• **Request**
The records that follow must be reproduced in full, exactly as written.

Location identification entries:
++++

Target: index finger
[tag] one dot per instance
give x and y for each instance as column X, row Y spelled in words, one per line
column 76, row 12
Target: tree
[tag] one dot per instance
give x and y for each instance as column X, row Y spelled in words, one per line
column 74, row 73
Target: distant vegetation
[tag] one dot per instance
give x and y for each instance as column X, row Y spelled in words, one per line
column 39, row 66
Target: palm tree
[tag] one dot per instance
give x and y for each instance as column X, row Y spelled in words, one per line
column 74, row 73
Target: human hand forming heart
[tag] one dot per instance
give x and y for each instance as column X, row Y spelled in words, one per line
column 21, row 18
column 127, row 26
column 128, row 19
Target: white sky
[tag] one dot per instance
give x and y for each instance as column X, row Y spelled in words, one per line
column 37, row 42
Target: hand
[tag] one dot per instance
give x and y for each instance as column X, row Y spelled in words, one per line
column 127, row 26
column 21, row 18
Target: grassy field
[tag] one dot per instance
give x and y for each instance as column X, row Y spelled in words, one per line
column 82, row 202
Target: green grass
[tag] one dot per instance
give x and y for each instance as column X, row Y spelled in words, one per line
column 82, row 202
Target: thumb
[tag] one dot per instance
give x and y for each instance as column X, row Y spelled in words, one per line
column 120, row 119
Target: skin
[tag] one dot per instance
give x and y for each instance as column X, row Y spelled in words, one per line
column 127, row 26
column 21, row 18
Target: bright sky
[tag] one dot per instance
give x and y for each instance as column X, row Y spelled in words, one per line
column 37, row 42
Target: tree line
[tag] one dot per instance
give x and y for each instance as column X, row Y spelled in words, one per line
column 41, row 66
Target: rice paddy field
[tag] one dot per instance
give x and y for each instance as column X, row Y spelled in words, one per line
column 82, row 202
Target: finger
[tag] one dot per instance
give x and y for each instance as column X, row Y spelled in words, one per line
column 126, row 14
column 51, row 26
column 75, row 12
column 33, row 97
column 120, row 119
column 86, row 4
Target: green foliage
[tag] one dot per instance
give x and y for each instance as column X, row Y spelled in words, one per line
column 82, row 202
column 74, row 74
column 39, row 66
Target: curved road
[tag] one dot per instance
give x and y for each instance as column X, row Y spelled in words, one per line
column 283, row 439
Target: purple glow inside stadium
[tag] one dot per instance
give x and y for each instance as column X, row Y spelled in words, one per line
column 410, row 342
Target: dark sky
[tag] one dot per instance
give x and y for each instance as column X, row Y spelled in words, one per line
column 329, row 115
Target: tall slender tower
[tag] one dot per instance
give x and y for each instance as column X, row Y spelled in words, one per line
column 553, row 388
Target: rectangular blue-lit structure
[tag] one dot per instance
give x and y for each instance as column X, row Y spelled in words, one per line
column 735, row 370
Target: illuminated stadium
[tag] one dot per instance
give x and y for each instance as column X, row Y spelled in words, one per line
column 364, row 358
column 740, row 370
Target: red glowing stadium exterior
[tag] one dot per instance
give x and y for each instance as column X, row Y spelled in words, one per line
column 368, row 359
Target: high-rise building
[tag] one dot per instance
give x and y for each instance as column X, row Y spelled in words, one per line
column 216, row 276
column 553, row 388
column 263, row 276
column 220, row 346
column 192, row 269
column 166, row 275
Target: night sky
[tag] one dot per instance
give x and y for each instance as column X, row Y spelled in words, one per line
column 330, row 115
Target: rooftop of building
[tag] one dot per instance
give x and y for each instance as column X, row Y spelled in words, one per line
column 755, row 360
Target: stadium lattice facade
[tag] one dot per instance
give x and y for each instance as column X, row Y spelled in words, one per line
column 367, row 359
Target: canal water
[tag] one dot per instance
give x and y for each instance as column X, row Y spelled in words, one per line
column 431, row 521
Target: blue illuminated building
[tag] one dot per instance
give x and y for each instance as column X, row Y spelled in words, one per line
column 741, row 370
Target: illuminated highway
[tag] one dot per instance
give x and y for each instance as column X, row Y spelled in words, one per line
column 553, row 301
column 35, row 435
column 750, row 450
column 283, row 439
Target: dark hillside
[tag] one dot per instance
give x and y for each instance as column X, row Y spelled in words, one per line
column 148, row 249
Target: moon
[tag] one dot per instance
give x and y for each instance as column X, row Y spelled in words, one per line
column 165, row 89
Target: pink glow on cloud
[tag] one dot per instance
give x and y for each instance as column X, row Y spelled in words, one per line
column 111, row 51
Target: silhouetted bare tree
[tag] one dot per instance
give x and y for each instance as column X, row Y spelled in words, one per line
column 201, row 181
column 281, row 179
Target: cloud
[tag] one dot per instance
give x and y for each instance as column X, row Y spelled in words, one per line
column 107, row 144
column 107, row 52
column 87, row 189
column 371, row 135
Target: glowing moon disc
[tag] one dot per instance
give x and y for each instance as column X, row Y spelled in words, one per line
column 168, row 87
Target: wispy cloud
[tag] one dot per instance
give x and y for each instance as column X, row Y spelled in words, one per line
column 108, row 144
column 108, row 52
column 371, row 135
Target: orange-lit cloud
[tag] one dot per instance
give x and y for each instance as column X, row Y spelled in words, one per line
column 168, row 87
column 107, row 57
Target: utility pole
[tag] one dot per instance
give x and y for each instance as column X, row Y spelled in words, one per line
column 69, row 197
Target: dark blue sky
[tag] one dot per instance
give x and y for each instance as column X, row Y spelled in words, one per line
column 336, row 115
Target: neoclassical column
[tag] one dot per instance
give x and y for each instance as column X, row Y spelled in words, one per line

++++

• **Answer for this exercise**
Target: index finger
[tag] one dot per instance
give x and y for each instance as column X, row Y spelled in words, one per line
column 76, row 12
Target: tree
[tag] one dot per instance
give x and y for each instance as column X, row Y spelled in words, one per line
column 74, row 73
Target: distant vegetation
[tag] one dot per instance
give x and y for each instance as column X, row Y spelled in words, one per line
column 39, row 66
Target: palm tree
[tag] one dot per instance
give x and y for each instance as column X, row Y spelled in words, one per line
column 74, row 73
Target: human hand forming heart
[tag] one dot per instance
give x and y for each instance as column X, row Y spelled in words, one per line
column 21, row 18
column 127, row 26
column 128, row 19
Target: white sky
[tag] one dot per instance
give x and y for each instance as column X, row Y spelled in words, one per line
column 37, row 42
Target: hand
[tag] one dot per instance
give x and y for each instance as column X, row Y spelled in words, one per line
column 127, row 26
column 21, row 18
Target: grassy field
[tag] one dot per instance
give x and y for each instance as column X, row Y spelled in words, one per line
column 82, row 202
Target: green grass
[tag] one dot per instance
give x and y for each instance as column X, row Y spelled in words, one per line
column 82, row 202
Target: thumb
[tag] one dot per instance
give x and y for each instance as column X, row Y spelled in words, one per line
column 120, row 119
Target: skin
[tag] one dot per instance
give x and y for each instance as column X, row Y spelled in words, one per line
column 127, row 26
column 21, row 18
Target: bright sky
[tag] one dot per instance
give x and y for each instance as column X, row Y spelled in words, one per line
column 37, row 42
Target: tree line
[tag] one dot per instance
give x and y for each instance as column X, row Y spelled in words, one per line
column 41, row 66
Target: rice paddy field
[tag] one dot per instance
give x and y for each instance as column X, row Y spelled in words, one per line
column 82, row 202
Target: finger
[tag] one dot per instance
give x and y for each instance as column X, row Y spelled in words, one per line
column 126, row 14
column 51, row 26
column 75, row 12
column 33, row 97
column 120, row 119
column 86, row 4
Target: green foliage
[tag] one dot per instance
give x and y for each instance as column X, row Y spelled in words, one per line
column 82, row 202
column 74, row 74
column 39, row 66
Target: curved road
[tag] one dot per instance
give x and y for each instance as column X, row Y spelled in words, one per line
column 283, row 439
Target: purple glow inside stadium
[tag] one dot per instance
give x and y for each instance as column X, row Y spelled in words, one per line
column 410, row 342
Target: dark sky
[tag] one dot per instance
give x and y for each instance as column X, row Y spelled in words, one per line
column 329, row 115
Target: tall slender tower
[tag] one dot per instance
give x and y for each instance as column X, row Y spelled in words, one per line
column 553, row 388
Target: rectangular blue-lit structure
[tag] one dot per instance
give x and y for each instance as column X, row Y spelled in words, one per line
column 735, row 370
Target: illuminated stadium
[tag] one dot per instance
give x and y for each instance as column X, row Y spelled in words, one per line
column 364, row 358
column 740, row 370
Target: red glowing stadium exterior
[tag] one dot per instance
give x and y for each instance as column X, row Y spelled in words, one per line
column 368, row 359
Target: high-rise building
[tag] one dot per instance
give x and y for each instance as column X, row Y spelled in words, one per line
column 216, row 276
column 553, row 388
column 263, row 276
column 220, row 346
column 192, row 269
column 166, row 275
Target: night sky
[tag] one dot per instance
give x and y for each instance as column X, row Y spelled in words, one per line
column 330, row 115
Target: rooftop of building
[tag] one dot per instance
give x and y for each instance as column X, row Y spelled in words, one per line
column 755, row 360
Target: stadium lattice facade
[tag] one dot per instance
give x and y for each instance as column X, row Y spelled in words, one per line
column 367, row 359
Target: canal water
[tag] one dot per instance
give x and y for each instance as column X, row Y spelled in words, one per line
column 431, row 521
Target: blue illuminated building
[tag] one dot per instance
give x and y for each instance as column X, row Y spelled in words, one per line
column 741, row 370
Target: illuminated highway
[tag] one dot per instance
give x and y for each instance as column X, row Y spelled in words, one per line
column 553, row 301
column 35, row 435
column 750, row 450
column 283, row 439
Target: dark hillside
[tag] one dot per instance
give x and y for each instance as column X, row Y spelled in words, one per line
column 148, row 249
Target: moon
[tag] one dot per instance
give x and y for each instance as column X, row Y spelled in words, one per line
column 165, row 89
Target: pink glow on cloud
[tag] one dot per instance
give x and y for each instance as column X, row Y spelled in words, one per line
column 111, row 51
Target: silhouetted bare tree
[tag] one dot per instance
give x and y for each instance as column X, row Y spelled in words, one per line
column 201, row 181
column 281, row 179
Target: cloud
[tag] one dot per instance
give x and y for each instance as column X, row Y spelled in words, one per line
column 107, row 144
column 107, row 52
column 87, row 189
column 371, row 135
Target: glowing moon disc
[tag] one dot per instance
give x and y for each instance as column X, row Y spelled in words, one per line
column 168, row 87
Target: wispy cloud
[tag] one dot per instance
give x and y for each instance as column X, row Y spelled in words, one per line
column 108, row 144
column 108, row 52
column 371, row 135
Target: orange-lit cloud
[tag] one dot per instance
give x and y for each instance as column X, row Y spelled in words, one per line
column 168, row 87
column 107, row 57
Target: utility pole
[tag] one dot per instance
give x and y for each instance as column X, row Y spelled in words, one per line
column 69, row 197
Target: dark blue sky
[tag] one dot per instance
give x and y for each instance as column X, row Y spelled in words, one per line
column 336, row 115
Target: neoclassical column
[tag] one dot per instance
give x and y for each instance as column X, row Y spelled in words, one per line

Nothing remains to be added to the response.